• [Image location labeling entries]
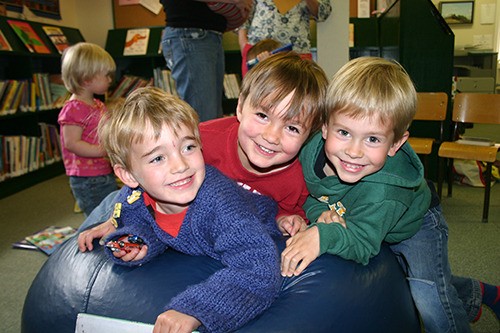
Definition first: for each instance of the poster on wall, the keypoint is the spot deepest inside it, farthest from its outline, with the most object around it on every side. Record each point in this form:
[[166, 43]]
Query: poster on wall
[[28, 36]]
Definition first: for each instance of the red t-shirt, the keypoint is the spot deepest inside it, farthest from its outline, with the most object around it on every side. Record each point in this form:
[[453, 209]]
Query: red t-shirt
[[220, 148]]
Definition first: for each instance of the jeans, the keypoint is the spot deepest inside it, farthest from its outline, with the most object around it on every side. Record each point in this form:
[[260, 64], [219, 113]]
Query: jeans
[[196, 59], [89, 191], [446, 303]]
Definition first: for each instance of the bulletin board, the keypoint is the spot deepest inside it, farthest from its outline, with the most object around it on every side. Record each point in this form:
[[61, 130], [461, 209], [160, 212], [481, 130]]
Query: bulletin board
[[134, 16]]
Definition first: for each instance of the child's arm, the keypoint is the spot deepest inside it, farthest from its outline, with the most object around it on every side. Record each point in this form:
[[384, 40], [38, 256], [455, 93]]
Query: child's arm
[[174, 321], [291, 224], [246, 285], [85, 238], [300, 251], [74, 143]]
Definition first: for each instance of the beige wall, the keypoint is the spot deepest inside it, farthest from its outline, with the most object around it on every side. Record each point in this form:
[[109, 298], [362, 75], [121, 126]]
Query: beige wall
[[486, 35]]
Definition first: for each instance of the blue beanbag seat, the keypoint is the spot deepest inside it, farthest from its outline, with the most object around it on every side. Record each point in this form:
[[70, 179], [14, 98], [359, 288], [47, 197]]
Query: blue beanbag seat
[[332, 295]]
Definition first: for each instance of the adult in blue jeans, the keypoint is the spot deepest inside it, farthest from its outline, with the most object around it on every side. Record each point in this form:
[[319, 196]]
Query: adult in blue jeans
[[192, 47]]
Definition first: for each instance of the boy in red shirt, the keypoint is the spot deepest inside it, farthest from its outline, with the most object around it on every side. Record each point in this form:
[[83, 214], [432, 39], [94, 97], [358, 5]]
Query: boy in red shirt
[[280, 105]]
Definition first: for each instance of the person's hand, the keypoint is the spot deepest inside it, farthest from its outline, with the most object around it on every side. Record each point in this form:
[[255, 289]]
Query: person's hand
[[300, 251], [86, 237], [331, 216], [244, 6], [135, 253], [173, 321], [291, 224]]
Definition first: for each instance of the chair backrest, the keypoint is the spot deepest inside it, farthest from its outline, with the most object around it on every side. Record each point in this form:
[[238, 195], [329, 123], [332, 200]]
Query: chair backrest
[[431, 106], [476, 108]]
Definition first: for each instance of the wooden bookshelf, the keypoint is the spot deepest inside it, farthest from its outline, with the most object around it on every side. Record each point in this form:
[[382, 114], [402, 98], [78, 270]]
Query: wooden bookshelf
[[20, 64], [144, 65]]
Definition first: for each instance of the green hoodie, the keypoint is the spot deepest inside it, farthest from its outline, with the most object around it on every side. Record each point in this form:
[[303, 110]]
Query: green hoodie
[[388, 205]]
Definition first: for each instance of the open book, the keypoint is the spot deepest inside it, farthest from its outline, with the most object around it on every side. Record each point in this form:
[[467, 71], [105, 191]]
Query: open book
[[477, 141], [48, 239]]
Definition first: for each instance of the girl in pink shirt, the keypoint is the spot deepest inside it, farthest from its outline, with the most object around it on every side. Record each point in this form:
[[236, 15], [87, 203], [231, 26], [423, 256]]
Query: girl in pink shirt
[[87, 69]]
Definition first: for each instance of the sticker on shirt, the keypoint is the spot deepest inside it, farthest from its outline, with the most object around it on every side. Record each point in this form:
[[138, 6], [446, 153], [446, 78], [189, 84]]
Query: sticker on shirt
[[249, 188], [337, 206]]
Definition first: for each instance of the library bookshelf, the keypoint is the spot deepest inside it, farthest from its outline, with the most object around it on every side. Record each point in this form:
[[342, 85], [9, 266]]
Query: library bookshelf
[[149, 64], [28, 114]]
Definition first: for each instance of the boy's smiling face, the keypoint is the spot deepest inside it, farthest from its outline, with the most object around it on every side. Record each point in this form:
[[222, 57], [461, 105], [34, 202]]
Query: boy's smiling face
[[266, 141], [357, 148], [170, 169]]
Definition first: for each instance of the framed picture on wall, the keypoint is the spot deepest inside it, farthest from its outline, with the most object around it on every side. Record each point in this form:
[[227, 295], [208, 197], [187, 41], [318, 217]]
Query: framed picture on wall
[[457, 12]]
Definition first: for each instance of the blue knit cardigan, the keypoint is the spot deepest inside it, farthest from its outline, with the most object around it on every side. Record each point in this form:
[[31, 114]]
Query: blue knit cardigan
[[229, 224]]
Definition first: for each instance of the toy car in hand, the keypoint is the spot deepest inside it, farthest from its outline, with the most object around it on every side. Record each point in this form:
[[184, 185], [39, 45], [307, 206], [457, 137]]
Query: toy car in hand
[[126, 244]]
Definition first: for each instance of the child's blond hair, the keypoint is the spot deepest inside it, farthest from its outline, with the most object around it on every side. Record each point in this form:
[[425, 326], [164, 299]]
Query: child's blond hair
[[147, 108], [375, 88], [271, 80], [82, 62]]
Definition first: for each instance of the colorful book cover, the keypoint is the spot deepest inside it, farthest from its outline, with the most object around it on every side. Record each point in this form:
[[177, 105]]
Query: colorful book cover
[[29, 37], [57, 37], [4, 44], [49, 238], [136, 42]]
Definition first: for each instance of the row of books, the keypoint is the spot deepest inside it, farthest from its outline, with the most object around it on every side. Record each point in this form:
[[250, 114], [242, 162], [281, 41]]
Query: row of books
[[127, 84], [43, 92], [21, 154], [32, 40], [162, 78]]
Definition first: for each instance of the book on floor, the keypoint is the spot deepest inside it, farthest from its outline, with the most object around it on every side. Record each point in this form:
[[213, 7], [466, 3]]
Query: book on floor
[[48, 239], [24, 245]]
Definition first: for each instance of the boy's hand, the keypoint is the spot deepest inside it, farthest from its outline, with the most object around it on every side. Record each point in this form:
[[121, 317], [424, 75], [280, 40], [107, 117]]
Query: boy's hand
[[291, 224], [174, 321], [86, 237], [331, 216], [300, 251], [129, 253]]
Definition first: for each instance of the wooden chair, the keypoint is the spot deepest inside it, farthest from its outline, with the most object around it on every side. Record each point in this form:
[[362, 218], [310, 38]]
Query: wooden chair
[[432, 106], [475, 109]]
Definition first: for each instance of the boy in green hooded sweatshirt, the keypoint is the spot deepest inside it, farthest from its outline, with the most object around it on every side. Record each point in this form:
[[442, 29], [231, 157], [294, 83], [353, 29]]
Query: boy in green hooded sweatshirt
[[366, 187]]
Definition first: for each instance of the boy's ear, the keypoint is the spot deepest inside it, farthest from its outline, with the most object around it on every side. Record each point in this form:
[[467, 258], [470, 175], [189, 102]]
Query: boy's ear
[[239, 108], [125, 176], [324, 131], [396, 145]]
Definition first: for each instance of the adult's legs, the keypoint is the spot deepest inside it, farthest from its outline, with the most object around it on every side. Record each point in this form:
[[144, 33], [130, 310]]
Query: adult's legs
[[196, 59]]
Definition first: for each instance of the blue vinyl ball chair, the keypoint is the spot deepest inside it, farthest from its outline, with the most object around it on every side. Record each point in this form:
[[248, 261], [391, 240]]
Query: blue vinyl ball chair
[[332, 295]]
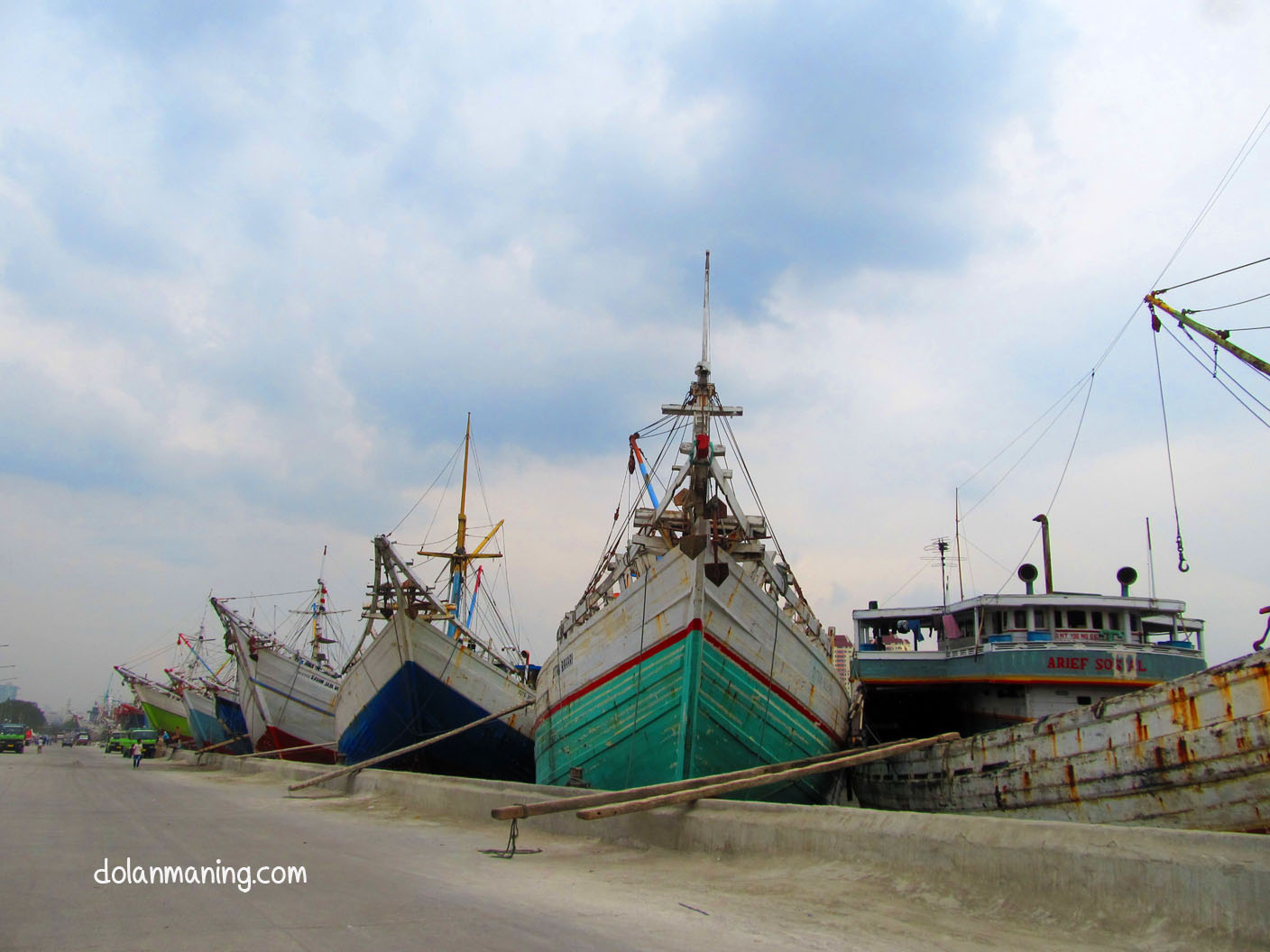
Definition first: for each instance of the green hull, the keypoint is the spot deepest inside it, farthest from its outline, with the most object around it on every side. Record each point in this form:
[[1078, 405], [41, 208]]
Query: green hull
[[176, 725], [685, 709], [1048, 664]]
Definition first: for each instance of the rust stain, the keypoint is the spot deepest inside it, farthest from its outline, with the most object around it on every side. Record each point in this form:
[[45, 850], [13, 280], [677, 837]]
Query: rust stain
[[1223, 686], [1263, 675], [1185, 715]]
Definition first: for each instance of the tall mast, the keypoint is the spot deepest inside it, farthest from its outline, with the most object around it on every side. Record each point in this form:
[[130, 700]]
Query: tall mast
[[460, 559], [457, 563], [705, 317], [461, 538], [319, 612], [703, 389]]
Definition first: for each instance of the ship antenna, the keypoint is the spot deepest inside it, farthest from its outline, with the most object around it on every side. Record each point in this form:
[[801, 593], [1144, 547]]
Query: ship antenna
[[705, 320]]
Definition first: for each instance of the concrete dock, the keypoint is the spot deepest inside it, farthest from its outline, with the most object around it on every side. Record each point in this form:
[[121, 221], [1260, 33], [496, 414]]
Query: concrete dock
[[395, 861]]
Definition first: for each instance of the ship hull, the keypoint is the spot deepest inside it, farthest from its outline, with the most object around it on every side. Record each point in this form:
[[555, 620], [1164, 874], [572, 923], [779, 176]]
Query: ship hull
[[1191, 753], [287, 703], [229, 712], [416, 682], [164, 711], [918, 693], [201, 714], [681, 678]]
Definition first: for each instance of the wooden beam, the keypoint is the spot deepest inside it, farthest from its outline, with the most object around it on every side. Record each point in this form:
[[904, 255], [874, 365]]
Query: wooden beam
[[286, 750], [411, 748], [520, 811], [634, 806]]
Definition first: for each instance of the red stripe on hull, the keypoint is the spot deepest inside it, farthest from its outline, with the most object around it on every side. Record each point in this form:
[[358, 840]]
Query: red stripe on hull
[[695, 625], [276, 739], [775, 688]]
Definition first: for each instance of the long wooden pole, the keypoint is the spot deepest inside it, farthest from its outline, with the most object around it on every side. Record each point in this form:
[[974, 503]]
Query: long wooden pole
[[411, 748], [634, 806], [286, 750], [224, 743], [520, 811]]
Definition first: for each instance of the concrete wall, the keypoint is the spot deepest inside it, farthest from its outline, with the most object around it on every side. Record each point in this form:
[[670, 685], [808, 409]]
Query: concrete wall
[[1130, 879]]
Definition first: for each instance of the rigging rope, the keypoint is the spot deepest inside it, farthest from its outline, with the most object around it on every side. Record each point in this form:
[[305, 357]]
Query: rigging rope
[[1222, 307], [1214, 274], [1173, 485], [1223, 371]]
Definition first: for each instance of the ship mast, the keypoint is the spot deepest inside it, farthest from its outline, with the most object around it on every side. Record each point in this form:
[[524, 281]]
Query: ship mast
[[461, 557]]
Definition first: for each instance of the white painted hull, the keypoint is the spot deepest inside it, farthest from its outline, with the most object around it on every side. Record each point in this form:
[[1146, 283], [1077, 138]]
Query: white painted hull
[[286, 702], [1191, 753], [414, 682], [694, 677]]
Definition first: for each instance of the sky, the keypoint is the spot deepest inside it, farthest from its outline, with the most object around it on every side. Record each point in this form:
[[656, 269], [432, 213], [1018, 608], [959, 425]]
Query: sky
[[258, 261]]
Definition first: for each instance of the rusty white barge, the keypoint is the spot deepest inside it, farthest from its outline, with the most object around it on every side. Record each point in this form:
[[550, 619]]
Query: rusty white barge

• [PROMPT] Reproduce the lines above verbatim, beginning with the line that contains "Definition first: for each instance of the child's arm, the" and ending after the line that contains "[[486, 35]]".

• [CORRECT RESPONSE]
Definition first: for each instance of the child's arm, the keypoint is the spot deepest inside it, farthest from its outline, with the most object around it on every side. Record each point in this form:
[[384, 40], [38, 256], [455, 93]]
Query: child's arm
[[174, 321], [291, 224], [246, 285], [85, 238], [300, 251], [74, 143]]
Definition first: for each instance of the beige wall, the keypoint is the spot deepest inside it, farthest from its outline, with the most object around it on every side. Record each point in this form:
[[109, 298], [362, 75], [121, 126]]
Query: beige wall
[[486, 35]]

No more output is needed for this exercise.